> _PROVIDED MATERIAL_:
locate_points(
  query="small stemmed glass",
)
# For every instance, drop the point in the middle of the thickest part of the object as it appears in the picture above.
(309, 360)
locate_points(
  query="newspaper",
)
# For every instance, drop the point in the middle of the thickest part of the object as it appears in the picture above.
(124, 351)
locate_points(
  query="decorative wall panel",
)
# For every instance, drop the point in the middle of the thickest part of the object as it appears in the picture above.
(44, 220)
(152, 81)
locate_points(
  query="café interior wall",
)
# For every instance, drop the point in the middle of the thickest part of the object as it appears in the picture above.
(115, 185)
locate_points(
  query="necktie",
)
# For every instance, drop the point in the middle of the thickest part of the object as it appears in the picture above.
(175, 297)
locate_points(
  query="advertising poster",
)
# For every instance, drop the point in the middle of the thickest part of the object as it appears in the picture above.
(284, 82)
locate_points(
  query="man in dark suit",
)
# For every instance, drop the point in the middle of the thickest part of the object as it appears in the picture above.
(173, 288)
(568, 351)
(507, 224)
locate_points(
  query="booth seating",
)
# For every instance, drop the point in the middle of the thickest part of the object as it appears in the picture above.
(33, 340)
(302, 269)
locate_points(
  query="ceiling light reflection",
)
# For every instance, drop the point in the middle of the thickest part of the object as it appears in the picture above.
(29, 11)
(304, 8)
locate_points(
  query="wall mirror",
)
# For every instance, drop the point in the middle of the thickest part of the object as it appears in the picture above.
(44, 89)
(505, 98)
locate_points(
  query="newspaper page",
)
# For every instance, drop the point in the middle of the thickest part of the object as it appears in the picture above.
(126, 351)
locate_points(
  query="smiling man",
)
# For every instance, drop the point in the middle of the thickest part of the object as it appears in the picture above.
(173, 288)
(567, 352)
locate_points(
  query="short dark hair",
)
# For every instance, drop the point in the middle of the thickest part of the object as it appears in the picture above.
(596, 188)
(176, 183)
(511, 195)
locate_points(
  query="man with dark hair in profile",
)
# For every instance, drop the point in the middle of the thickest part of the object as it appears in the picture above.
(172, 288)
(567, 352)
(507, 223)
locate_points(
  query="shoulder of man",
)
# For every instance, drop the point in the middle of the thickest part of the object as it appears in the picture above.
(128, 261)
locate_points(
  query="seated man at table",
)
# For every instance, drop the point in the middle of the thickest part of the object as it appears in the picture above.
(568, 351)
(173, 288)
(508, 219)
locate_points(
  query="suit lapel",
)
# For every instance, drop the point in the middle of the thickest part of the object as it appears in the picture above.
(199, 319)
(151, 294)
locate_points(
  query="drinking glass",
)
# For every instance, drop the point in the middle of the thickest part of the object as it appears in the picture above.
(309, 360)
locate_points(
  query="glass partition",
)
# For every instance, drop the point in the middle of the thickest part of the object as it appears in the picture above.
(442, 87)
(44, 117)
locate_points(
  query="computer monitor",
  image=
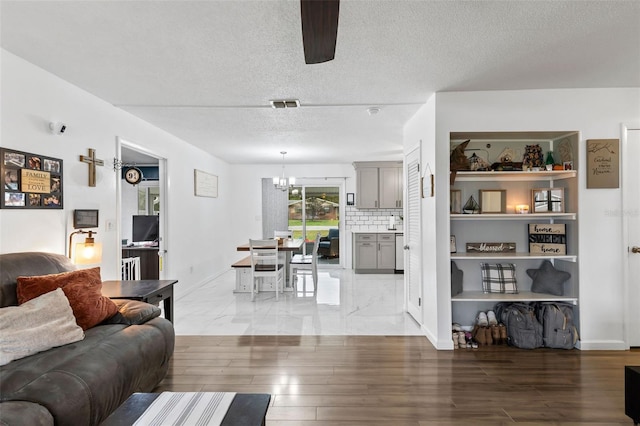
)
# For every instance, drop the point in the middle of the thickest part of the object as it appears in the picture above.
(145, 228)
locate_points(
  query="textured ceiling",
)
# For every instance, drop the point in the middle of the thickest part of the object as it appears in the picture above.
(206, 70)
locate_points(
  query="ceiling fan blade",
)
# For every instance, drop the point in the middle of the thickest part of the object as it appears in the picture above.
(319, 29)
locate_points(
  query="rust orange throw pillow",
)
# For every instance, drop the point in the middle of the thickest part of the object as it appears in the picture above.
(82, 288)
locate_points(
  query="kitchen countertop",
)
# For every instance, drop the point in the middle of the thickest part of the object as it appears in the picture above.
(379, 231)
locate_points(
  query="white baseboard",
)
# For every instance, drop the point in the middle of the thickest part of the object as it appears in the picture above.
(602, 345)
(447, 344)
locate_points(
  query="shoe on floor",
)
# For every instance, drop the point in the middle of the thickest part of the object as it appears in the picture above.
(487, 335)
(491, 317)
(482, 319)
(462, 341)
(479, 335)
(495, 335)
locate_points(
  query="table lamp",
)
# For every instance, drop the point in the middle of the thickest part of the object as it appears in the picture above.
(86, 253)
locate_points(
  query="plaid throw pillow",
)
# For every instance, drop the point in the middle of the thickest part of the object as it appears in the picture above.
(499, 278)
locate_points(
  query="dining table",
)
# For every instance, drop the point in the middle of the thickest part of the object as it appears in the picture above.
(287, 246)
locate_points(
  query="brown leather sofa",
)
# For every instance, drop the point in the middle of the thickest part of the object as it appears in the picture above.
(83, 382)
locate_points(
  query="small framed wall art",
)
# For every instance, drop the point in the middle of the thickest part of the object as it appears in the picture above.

> _EXERCISE OBJECTIVE_: Copy the whole listing above word for word but do not carry over the pictures.

> _FULL SOLUTION_:
locate_points(
  query="small stemmed glass",
)
# For every instance, drop the point in the middle of the thickest part of the object as it appears in the picture above.
(309, 360)
locate_points(
  query="newspaper",
)
# For every instance, drop the point in the middle of the thickest part of the object as it appears in the picture above.
(124, 351)
locate_points(
  query="decorative wall panel",
)
# For every instance, drop the point in the middle of the thickest part of the object as it appears in the picture above.
(44, 220)
(152, 81)
locate_points(
  query="café interior wall",
)
# For every instance, drop the point in the middle of the thickest part of the object as it appears in the picture above.
(115, 185)
locate_points(
  query="necktie",
)
# For every instance, drop the point in the middle of the thickest part of the object as it appears in the picture above.
(175, 297)
locate_points(
  query="advertising poster",
)
# For every instance, drop the point in the middle of the thickest part of the object as it appears in the picture above.
(284, 82)
locate_points(
  query="man in dark suit",
)
# For every instance, drop the point in the middle of the thickest part of the object as it appears in the picture above.
(173, 288)
(568, 351)
(507, 224)
locate_points(
  query="booth seating",
)
# For every instance, drop the point in the middle of the thickest part of the object as it appears in the picture above.
(33, 340)
(302, 269)
locate_points(
  query="ceiling light reflection",
)
# For every instance, drop the point in the middle of the thickest part of the object as it appears in the picture above.
(29, 11)
(304, 8)
locate_points(
  query="wall mirror",
)
# For every instance, drop the point in the middle of the thickest part of the object as it appears in the picture above.
(44, 89)
(505, 98)
locate_points(
  query="newspaper page",
)
# For every instance, drop the point in the middle of the thickest part of the object as it appears in the picture above.
(126, 351)
locate_points(
  query="smiling man",
)
# For every instance, drop the point in the middle of the thickest part of the object as it appears in the picture above.
(173, 288)
(567, 352)
locate_points(
  query="short dark hair",
)
# For every instance, drop the point in the middle of the thickest part of the object as it appears in the picture above.
(596, 188)
(176, 183)
(511, 195)
locate_points(
  query="man with dark hair in profile",
)
# For every instance, drop the point in the middle of the thickest part of the object as it appears in the picture above.
(172, 288)
(567, 352)
(507, 223)
locate_points(
  query="shoulder of man",
)
# For every instance, drop the point in the middle of the thickest part of the object as it appears in the picture above.
(128, 261)
locate_points(
  query="seated man at table",
)
# For every instance, drop the point in the middle of the thickest part of the object as it appears in the picture above.
(568, 351)
(173, 288)
(508, 219)
locate_points(
  query="suit lapel",
)
# For every instance, drop the point in the middle of the thickest part of the object as it appears in the picture above.
(199, 319)
(151, 294)
locate_points(
  query="drinking glass",
)
# For every instance, drop the point in the middle of the thickest part of the object as it appears in the picture above.
(309, 360)
locate_points(
  query="glass partition",
)
# For every instance, drop the point in the middle of the thickest part of the object as it appears in the picture above.
(442, 87)
(44, 117)
locate_points(
  query="computer monitor",
  image=
)
# For every instance, drop the point in the middle of the thickest part of the object as it appears in the picture above.
(145, 228)
locate_points(
  query="textured ceiling",
)
# For every instance, drop the point in the middle of the thickest part of the object as it appears in the picture above.
(206, 70)
locate_points(
  query="ceiling fan blade",
)
# For every instance, drop the point in the middle of the thickest part of the object as it appears in the picture above.
(319, 29)
locate_points(
  query="rust orange throw pillow",
)
# For every instance, drop the point in the middle of the thickest part of the object as it appears in the picture above.
(82, 288)
locate_points(
  query="kitchen countertop",
)
# For every instance, drop the point in the middle of the thickest part of the object as it appears in the picture above.
(379, 231)
locate_points(
  query="white baseboard",
)
# For every instance, drop the point in the middle of the thickest part of the object as it appears in the picture above.
(602, 345)
(447, 344)
locate_points(
  query="shoe on floor",
)
# For every instance, drop the point in the middle of the thickest part of the object as it appears in the picture above.
(487, 335)
(491, 317)
(482, 319)
(462, 341)
(479, 335)
(495, 335)
locate_points(
  query="table lamp",
)
# For every instance, drop the point in the middle of the thickest part of the object as it appears in the picture above.
(86, 253)
locate_points(
  query="plaid throw pillow",
)
# For every instance, drop the point in the middle of the thickest part of the object as it appears in the picture above.
(499, 278)
locate_points(
  query="dining table",
)
# For every instance, drop the point in the middle of the thickest part of the object as it appears in the picture above.
(287, 246)
locate_points(
  query="brown leather sofa",
)
# For every instance, drop the point in the middle of the thickest part of the object as it appears in the picture above.
(83, 382)
locate_points(
  query="small framed wall art",
)
# For every instance, drop the point in the middle of the thickest part of the object as it appears in the picture above.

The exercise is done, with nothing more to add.